WORK TO COMPLETE -> In the mailing-list post, what should be simulated instead of the OR1200 internal pipeline?

TEXT EXTRACT ->
[Date Prev][Date Next][Thread Prev][Thread Next][Date Index][Thread Index]

Re: [openrisc] Address pipeline during exception...



> Or to be more precise, CPU takes DIR instruction
> instead of fetching it from memory (fetched insn is
> ignored). CPU doesn't need to be stalled.

Well, that's one I hadn't thought about. So, to
restate the obvious, you're telling me that whenever
I execute an instruction through the DIR I actually
change the PC and the instruction that was scheduled
is ignored?

That's a pretty important detail to leave out of the
manual. That should definitely be added immediately.
I understand why you would do this from the
hardware standpoint, it just wasn't what I expected.

> You should not try to simulate OR1200 internal
> pipeline. You should simulate OR1K architecture
> instead with insn safely assumed to execute in one
> clock cycle etc. If OR1K architecture manual does
> not precisely define how something should be
> handled, don't rely on OR1200 implementation.

This is great for you, but it doesn't solve my problem.

[Rows contained in a dataset]
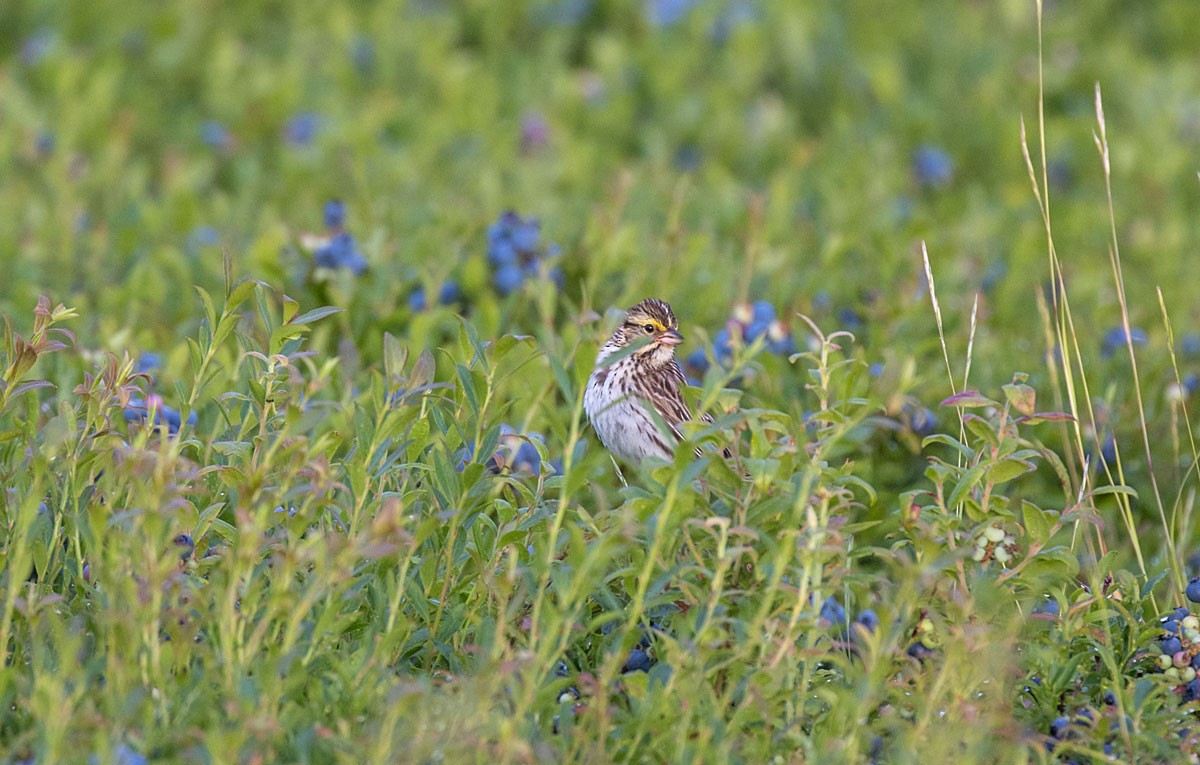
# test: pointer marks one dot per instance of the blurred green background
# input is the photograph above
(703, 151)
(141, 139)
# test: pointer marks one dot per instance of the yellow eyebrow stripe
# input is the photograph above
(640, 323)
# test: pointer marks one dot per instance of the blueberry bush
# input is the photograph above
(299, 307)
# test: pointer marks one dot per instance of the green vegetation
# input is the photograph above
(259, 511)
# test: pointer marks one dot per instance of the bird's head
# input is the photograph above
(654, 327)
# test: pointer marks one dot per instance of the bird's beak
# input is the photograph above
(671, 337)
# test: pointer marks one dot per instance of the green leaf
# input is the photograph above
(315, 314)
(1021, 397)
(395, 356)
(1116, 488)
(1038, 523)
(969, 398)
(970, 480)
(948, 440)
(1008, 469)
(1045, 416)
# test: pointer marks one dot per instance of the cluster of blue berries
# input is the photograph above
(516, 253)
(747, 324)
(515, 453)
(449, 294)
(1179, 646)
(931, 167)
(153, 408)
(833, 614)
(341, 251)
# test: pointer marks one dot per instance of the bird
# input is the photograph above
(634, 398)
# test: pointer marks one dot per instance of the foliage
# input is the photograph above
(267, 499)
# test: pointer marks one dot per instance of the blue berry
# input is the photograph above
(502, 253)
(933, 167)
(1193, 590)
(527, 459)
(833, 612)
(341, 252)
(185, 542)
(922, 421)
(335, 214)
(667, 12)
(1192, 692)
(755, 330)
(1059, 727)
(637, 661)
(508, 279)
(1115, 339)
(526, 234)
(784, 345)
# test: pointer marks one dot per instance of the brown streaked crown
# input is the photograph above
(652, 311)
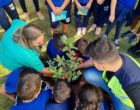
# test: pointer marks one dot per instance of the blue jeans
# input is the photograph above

REPLY -> The OR1K architecture, with each instruction safely assumed to execute in one clock cycle.